--- Text block ---

Archive for the ‘Florida Gators’ Category
TAW CBS Blogopoll Week 3
This week presented the first real challenges in ranking
- Do you rank OU ahead of BYU?
- Do you rank Ohio State ahead of USC?
- How can you not rank FSU ahead of BYU?
- How high do you rank the young Canes?
- What’s more important how you lost, or how you won?
As always comments are appreciated and like last week will be integrated into the final ballot that I have to submit Tuesday night.
Just a reminder, here’s the criteria that I’m using
The prior Top 25 will have no significant impact on the new one. Teams won’t hold positions playing scrubs in OOC play over teams with real wins in September. Just because a team is 18th doesn’t mean it moves up because the 17th ranked team loses. Teams resumes will go up and down as the season goes on.
|
Taw Poll |
Rationale |
| 1. Bama | Smashed a bad UNT team. Would appear right now to have the edge on the Gators with a better run defense. |
| 2. Cal | Went on the road, and while struggled against Minnesota got quality win over a BCS conference team. |
| 3 Miami | Beat FSU on the road. Smashed GA Tech at home. Win at Blacksburg makes the Canes our new number one |
| 4. UF | Really struggled against Tenn. Tenn D really contained UF’s offense, while Tenn even with real limitations at QB managed to move the ball on Florida’s D. |
| 5. UT | Didn’t look great against Tech. McCoy struggled for second game in a row. Secondary still looks vulnerable. Still their best win of the year. Win over Wyoming doesn’t look so great with CU beating them. |
| 6. LSU | Their road win at Seattle looks a whole lot better now. Udub in Seattle with Locker is not the 0-12 disaster of last year. |
| 7. Boise State | Good road win at Fresno State. Schedule is opening up. Possible horror matchup for OU fans if OU can run the Big 12. Fiesta Bowl rematch with Boise |
| 8. Cincinnati | Beat a good Oregon State team on the road. Clearly appear to be the class of the Big East. Can they run the table and create some BCS chaos. |
| 9. Penn State | Won again. Season starts for real next week. |
| 10. Mississippi | Play someone, anyone so we have some clue how good you are. Your OOC schedule is a total embarrassment. |
| 11. Virginia Tech | Struggled to beat Nebraska at home. Really NU lost that game more than Hokies won it. Still it’s a win over a team that was ranked in the polls (TaW validated by NU’s new QB play) |
| 12. TCU | Still winning. And with losses to BYU and Utah they are now the flagship of the Mountain West. |
| 13. USC | If I have one huge game to win, I’d hire Pete Carroll. If I also had one small game to lose, I’d hire Pete Carroll. The usual early loss, run the table, whine excessively out being left out of the title game process maybe derailed by Cal however. |
| 14. OSU | Dominated a previously unbeaten Toledo team. Exactly where was that offensive playcalling last week? |
| 15. Kansas | Still undefeated. Reising looks as effective as ever. Cannot overestimate the value of a veteran playmaker at QB |
| 16. Michigan | Extra practice continuing to show solid on the field results. Injury to Forcier is a worry as Robinson is pretty one dimensional |
| 17. FSU | Close loss to Miami, nearly lose to Jacksonville State, dominate BYU on the road. Seminoles are up this week, who knows next week. |
| 18. Oklahoma | OU seems to have rallied from their terrible debut along the way finding a QB for 2010, WRs for 2009, and their new OL appears to be rounding into form. Defense appears to be in top form. Beat Miami in two weeks and OU will be back in the Top Ten. |
| 19. BYU | Okay BYU did beat OU. But all that goodwill gets cashed out when you get completely dominated at home by FSU. And even without Sam Bradford if they played tomorrow at JerryWorld who do you think is going to win? |
| 20. Houston | Beat Texas Tech this weekend, and Houston joins the BCS buster conversation. |
| 21. Oklahoma State | Rice scored 24 points. Meaningful points, not 2 late TD garbarge points. OSU defense looking very vulnerable. |
| 22. UGA | I thought the SEC played defense? UGA scores over 40 again in conference play and barely holds on to beat Arkansas. SEC defenses looking like Big 12 defenses from 2008. |
| 23. Auburn | Auburn beat previously undefeated WVU at home. Nice test for the young War Eagles. |
| 24. Washington | Could easily be 3-0 and in the top ten. Seriously. |
| 25. Iowa | Undefeated and beat Arizona last week. |
On verge of entering the poll
- UNC: I’m just not convinced that they are any good. Sure UConn’s win over Baylor makes UNC’s struggles there seem more legitimate.

---

Instructions =
A. Reproduce the part of the Week 3 college football poll post that opens with the words containing "- Do you rank Ohio" and closes with "how you won?".
B. In the Week 3 college football poll post, what number is Houston ranked?
C. Pick up the Week 3 college football poll post after its last sentence and keep writing it.

--- Provided data ---

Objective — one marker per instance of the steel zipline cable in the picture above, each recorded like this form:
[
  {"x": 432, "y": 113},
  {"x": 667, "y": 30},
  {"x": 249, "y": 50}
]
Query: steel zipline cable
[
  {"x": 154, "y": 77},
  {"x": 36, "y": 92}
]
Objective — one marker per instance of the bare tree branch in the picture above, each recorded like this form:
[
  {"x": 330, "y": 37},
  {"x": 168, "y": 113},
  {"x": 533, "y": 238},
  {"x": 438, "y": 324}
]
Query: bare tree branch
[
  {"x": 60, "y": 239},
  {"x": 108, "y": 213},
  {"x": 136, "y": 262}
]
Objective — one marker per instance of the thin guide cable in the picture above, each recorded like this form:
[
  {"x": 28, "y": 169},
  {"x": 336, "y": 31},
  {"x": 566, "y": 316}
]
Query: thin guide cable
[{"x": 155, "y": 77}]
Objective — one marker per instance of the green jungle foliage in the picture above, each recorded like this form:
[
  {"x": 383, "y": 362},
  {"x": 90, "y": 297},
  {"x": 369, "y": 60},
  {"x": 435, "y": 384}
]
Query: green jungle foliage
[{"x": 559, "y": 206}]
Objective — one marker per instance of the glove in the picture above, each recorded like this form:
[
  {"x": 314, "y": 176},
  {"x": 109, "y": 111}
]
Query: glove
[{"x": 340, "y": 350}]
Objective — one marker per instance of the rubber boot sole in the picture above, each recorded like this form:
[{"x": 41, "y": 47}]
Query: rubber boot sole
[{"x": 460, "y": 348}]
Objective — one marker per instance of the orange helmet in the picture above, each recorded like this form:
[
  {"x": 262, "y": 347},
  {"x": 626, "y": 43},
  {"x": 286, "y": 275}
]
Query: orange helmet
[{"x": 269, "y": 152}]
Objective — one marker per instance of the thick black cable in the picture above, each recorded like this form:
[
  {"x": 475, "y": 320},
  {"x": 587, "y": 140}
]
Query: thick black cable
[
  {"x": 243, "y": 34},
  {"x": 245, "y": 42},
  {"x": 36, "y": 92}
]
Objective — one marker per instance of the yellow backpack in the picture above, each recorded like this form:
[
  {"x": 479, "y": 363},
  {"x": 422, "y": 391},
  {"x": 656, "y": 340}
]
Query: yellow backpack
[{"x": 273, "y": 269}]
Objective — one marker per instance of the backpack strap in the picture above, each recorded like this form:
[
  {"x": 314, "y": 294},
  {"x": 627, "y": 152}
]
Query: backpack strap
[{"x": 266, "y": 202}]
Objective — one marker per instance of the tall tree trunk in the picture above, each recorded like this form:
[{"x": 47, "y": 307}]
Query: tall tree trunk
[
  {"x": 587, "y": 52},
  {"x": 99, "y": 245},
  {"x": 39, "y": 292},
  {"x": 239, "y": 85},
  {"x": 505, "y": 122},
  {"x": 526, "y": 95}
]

---

Expected answers =
A.
- Do you rank Ohio State ahead of USC?
- How can you not rank FSU ahead of BYU?
- How high do you rank the young Canes?
- What’s more important how you lost, or how you won?

B. 20th

C.
- USF: season hopes of winning Big East took a huge shot with loss of QB Matt Grothe
USA Today Coaches Poll: OU #3
Ah, fall. Just as the mosquitos returning to Waurika (swallows, Capistrano … it’s all I’ve got) signal a shift in the weather, there are those telltale signs that fall is finally here.
USA Today released their Coaches’ Poll today with OU a solid number 3 behind Jesus Tebow’s Gators and Colt McCoy’s Longhorns.
Tebow gets a bracelet for every 100 circumcisions.
Florida got 53 out of 59 first place votes, meaning six coaches just punched their express ticket to Hell. Texas had four coaches vote them number one, presumably Bob Stoops, Mike Leach, Kevin Sumlin and Bo Pelini. That’s right, Texas: Kevin Sumlin has a vote.
Interesting (that’s one way to put it) that after last year’s BCS-gate in the Big 12 South, Mack Brown decided to take his vote-picking and go home while Stoops picked up a pen again. Maybe somebody’s not quite getting the concept here.
Bottom line, for the top three contenders, seeding doesn’t really matter at this point. They all three have to go undefeated in order to get to the title game and obviously, one of them won’t. For now, OU will play the role of Mark Cavendish and wait for the leadout from the peloton before making a break at the sprint finish. What, no Tour de France fans here?
Texas starting at #2 ahead of the Sooners will surely shut them up until October, too.
TaW’s Inaugural Preseason Top 25
So here’s the Preseason TaW Top 25.
This Top 25 will be updated every Sunday night of the college football season.
The prior Top 25 will have no significant impact on the new one. Teams won’t hold positions playing scrubs in OOC play over teams with real wins in September. Just because a team is 18th doesn’t mean it moves up because the 17th ranked team loses.
So here’s the first one, and be sure to let me know in comments how badly you disagree.
- UF : Why? Absolutely loaded on both sides of the ball and they don’t play Mississippi in the regular season.
- OU: Why? And the real question is why over Texas? Fortunately this matchup will get settled on the field. Right now OU’s weakest point is interior OL which is matched against UT’s weakest point DT. So that’s a push. They cancel each other out. Just like OU’s strength at DT is relatively matched by UT’s interior OL strength. Meanwhile OU has significant advantages at CB, TE, RB, DE (Kindle is good but OU has 3 battle tested DEs) and TE, while positions like LB, WR,OT and finally QB are relatively even.
- UT: Why, see number two.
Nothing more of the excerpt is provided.